STEPANAKERT — The International Committee of the Red Cross (ICRC) confirmed on Wednesday that it had to stop evacuating critically ill patients from Nagorno-Karabakh to Armenia shortly after Azerbaijan set up a checkpoint on the Lachin corridor late last month.
The ICRC has transported scores of such persons to Armenian hospitals since Baku effectively blocked Karabakh’s land link with Armenia in December. Only Red Cross vehicles as well as convoys of Russian peacekeepers were able to pass through the road.
Eteri Musayelyan, a spokeswoman for the ICRC office in Stepanakert, told RFE/RL’s Armenian Service that the medical evacuations were suspended on April 29 due to the “new situation” created by the Azerbaijani checkpoint.
“In this new situation, we need to understand whether the terms remain the same and whether they are acceptable to all,” explained Musayelyan.
“We are now negotiating with all decision-makers because there need to be agreements acceptable to all sides so that we can continue our humanitarian mission as a neutral humanitarian organization,” she said without disclosing any details of those negotiations.
Artak Beglaryan, a Karabakh official stranded in Yerevan because of the blockade, said Azerbaijan’s “dictatorial regime” blocked the evacuations and is now trying to impose passport controls on Karabakh patients and Red Cross staff passing through the Lachin corridor.
“30 patients waiting for transfer [to Armenia,]” Beglaryan wrote on Twitter.
They include Karo, a 10-year-old Karabakh Armenian boy suffering from multiple illnesses. According to his mother, Narine Danielyan, Karo was due to be transported to Armenia for urgent medical treatment on May 2 along with four other children.
“Every minute is really critical for their life,” said Danielyan.
Azerbaijan deliberately prevents the supply of essential medicines to Artsakh through the ICRC, as a result of which serious problems arise in medical institutions of Artsakh.

■ ■ ■ ■ ■ ■ ■

Prompt 1:
From the Red Cross article, write out the passage starting with "STEPANAKERT — The" and going on through "late last month.".
Prompt 2:
In one to three sentences, explain why the ICRC suspended its medical evacuations on April 29, according to the Red Cross article.
Prompt 3:
Answer these questions from the Red Cross article:
(a) In what month did Baku effectively block Karabakh's land link with Armenia?
(b) How many patients did Beglaryan say were waiting for transfer?
(c) How old is Karo?
The data that follows comes from a separate source.

■ ■ ■ ■ ■ ■ ■

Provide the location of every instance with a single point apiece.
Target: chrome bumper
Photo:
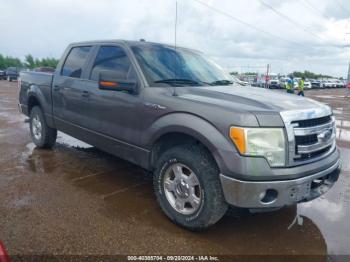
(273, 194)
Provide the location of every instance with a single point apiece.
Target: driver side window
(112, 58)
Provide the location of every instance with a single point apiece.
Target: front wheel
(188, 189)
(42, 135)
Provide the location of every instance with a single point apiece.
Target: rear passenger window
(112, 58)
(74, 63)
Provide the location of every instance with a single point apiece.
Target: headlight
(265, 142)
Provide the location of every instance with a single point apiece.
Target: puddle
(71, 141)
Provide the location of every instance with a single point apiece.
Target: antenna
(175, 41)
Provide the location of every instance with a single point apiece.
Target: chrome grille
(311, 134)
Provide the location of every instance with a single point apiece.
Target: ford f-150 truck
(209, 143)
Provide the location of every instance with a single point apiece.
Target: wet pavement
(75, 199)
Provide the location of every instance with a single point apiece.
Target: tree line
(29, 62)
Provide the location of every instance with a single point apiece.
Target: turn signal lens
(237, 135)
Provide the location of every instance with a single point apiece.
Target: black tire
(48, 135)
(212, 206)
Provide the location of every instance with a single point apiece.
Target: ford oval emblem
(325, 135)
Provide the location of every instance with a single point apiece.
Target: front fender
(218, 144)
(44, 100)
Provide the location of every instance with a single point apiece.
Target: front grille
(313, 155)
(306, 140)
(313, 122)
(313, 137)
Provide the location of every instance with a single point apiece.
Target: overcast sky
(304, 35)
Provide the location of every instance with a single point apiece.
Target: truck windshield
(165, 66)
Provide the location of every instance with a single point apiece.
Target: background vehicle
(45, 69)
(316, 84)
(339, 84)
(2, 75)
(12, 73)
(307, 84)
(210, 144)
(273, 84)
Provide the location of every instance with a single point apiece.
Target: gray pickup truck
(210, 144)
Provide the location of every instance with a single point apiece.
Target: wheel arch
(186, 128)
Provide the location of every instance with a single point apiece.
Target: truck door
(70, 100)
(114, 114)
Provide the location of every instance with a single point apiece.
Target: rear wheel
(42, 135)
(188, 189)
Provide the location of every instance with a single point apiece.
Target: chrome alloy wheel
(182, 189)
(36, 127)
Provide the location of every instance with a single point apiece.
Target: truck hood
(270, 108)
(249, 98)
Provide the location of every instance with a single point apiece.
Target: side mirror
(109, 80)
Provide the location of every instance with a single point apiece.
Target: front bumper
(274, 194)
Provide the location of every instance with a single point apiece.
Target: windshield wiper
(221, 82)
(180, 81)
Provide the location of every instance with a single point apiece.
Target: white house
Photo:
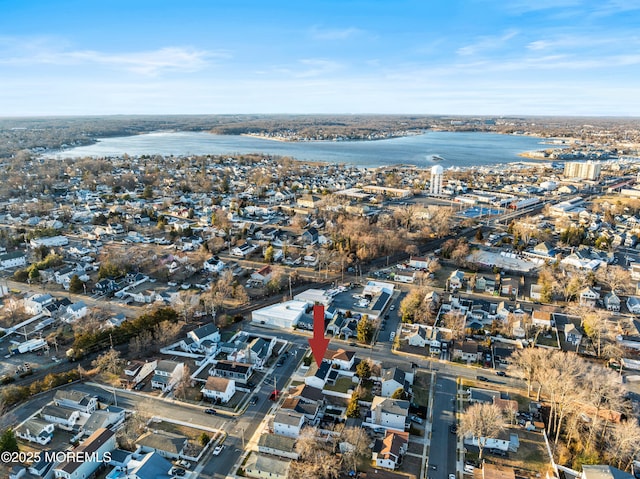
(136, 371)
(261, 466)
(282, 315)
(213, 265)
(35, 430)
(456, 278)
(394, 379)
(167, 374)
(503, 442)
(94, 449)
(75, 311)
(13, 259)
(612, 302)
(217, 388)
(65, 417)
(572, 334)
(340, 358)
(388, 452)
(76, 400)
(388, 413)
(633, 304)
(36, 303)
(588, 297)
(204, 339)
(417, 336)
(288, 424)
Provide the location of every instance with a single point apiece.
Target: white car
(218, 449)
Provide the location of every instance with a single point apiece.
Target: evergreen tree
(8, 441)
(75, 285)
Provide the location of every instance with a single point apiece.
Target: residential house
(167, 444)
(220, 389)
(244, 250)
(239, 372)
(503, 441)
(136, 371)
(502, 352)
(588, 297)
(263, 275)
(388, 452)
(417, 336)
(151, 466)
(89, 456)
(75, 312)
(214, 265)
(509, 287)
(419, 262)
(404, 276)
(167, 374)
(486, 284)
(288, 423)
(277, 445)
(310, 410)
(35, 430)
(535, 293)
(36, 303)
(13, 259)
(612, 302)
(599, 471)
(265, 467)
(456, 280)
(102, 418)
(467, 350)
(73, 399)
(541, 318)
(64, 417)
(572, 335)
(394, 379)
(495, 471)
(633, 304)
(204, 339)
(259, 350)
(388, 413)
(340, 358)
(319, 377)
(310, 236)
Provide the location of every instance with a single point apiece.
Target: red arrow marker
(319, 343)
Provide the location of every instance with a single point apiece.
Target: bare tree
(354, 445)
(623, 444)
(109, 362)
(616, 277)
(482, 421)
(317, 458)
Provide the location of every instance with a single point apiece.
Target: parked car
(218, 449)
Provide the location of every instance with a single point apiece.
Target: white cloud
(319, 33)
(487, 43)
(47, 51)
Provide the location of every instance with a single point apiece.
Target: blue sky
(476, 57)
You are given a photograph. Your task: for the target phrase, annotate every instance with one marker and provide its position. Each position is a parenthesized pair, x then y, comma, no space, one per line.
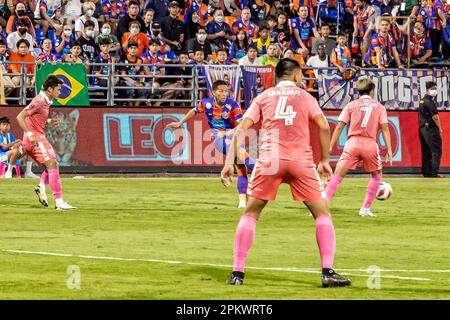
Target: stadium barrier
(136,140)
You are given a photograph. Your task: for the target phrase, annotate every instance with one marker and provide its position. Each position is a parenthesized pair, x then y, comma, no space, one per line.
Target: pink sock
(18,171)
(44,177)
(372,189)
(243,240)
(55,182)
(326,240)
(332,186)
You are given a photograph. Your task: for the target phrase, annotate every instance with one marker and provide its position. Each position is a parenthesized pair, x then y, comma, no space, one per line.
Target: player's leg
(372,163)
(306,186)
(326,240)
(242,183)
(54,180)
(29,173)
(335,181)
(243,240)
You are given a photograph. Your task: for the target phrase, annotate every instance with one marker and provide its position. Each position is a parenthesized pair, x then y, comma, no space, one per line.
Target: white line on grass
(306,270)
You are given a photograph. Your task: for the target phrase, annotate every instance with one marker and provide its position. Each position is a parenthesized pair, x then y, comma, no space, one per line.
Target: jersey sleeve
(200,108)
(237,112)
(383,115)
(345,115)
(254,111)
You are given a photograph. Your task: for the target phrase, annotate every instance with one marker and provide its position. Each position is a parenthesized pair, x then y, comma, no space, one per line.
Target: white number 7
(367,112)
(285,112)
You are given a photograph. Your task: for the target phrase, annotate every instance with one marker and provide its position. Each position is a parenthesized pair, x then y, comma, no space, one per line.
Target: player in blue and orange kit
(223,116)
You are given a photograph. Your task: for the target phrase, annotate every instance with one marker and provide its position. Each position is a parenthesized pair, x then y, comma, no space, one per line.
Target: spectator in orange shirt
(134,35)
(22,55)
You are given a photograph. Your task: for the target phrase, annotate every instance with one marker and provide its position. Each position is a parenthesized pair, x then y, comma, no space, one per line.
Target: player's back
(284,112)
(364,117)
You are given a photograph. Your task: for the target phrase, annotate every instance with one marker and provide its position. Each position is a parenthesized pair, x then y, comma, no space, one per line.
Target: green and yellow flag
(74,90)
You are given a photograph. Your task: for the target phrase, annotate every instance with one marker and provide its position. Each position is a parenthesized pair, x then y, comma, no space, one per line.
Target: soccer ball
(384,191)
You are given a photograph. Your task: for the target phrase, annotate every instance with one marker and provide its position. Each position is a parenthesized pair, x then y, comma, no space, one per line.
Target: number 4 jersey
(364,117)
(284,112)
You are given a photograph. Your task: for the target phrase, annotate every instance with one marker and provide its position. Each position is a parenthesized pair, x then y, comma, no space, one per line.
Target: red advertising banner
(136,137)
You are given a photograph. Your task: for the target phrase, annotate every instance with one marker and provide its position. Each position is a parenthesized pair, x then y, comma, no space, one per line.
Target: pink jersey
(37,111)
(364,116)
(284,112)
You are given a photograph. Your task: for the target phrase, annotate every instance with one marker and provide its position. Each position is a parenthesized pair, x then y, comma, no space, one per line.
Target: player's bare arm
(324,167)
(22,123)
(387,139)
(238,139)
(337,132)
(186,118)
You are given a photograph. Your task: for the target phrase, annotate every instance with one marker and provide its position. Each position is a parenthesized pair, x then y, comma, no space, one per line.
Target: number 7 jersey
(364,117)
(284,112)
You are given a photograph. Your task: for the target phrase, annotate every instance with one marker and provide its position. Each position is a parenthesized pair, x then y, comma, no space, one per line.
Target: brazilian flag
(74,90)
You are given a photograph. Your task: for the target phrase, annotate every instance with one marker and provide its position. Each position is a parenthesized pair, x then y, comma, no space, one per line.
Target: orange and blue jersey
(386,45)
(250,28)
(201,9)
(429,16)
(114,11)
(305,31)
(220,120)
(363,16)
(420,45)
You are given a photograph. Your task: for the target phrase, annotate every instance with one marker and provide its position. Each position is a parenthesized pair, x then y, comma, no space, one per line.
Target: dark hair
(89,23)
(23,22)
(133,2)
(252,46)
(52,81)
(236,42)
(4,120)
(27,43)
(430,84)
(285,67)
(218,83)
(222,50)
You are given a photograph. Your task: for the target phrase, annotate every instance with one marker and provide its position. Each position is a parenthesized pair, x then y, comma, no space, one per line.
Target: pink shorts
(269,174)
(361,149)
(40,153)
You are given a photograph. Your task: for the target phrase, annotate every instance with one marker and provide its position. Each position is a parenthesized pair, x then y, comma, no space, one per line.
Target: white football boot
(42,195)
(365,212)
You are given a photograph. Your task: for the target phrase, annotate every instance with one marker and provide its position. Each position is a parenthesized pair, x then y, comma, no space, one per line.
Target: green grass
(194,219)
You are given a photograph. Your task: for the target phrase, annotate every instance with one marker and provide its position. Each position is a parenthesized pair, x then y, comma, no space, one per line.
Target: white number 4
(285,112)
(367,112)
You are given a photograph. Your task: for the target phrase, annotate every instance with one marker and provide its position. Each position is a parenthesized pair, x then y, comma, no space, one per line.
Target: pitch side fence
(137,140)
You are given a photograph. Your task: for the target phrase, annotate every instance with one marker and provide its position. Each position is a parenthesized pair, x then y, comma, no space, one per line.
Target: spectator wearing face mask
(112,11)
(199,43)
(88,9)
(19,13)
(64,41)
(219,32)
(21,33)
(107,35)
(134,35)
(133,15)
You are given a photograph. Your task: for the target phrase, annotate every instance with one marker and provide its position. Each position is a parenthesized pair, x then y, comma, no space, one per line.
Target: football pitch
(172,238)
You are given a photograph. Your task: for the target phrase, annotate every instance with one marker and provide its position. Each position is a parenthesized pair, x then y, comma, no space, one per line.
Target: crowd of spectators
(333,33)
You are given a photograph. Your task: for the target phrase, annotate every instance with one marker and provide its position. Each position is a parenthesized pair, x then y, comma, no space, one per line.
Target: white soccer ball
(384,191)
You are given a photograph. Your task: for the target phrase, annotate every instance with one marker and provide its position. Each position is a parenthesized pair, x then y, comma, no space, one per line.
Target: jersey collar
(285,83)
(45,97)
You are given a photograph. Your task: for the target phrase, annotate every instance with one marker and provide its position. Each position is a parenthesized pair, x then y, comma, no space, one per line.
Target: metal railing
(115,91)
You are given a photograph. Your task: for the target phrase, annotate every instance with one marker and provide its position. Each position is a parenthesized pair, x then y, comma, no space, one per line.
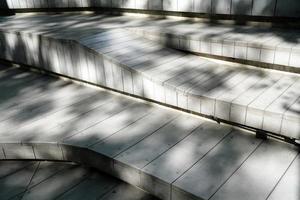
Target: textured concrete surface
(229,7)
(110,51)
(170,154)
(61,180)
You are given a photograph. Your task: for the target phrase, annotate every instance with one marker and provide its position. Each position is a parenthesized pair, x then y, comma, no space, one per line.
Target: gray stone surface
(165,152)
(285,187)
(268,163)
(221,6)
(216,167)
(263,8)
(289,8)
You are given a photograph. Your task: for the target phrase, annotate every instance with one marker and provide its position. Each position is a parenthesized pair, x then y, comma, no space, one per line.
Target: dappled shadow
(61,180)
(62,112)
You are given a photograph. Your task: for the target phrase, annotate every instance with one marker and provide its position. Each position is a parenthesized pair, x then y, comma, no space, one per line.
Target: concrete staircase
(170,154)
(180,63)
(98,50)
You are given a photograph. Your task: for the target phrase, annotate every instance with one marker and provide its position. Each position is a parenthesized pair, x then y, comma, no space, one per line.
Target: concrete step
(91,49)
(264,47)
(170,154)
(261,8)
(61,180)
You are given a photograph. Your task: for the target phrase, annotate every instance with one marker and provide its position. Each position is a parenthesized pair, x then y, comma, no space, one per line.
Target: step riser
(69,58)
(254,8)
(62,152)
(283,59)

■ ■ ■ ■ ■ ■ ■

Final answer 1:
STEPANAKERT — The International Committee of the Red Cross (ICRC) confirmed on Wednesday that it had to stop evacuating critically ill patients from Nagorno-Karabakh to Armenia shortly after Azerbaijan set up a checkpoint on the Lachin corridor late last month.

Final answer 2:
The ICRC suspended the evacuations because of the "new situation" created by the Azerbaijani checkpoint on the Lachin corridor. Its spokeswoman said the organization needed to understand whether the terms remained the same and whether they were acceptable to all. She added that agreements acceptable to all sides were needed before the humanitarian mission could continue.

Final answer 3:
(a) December
(b) 30
(c) 10 years old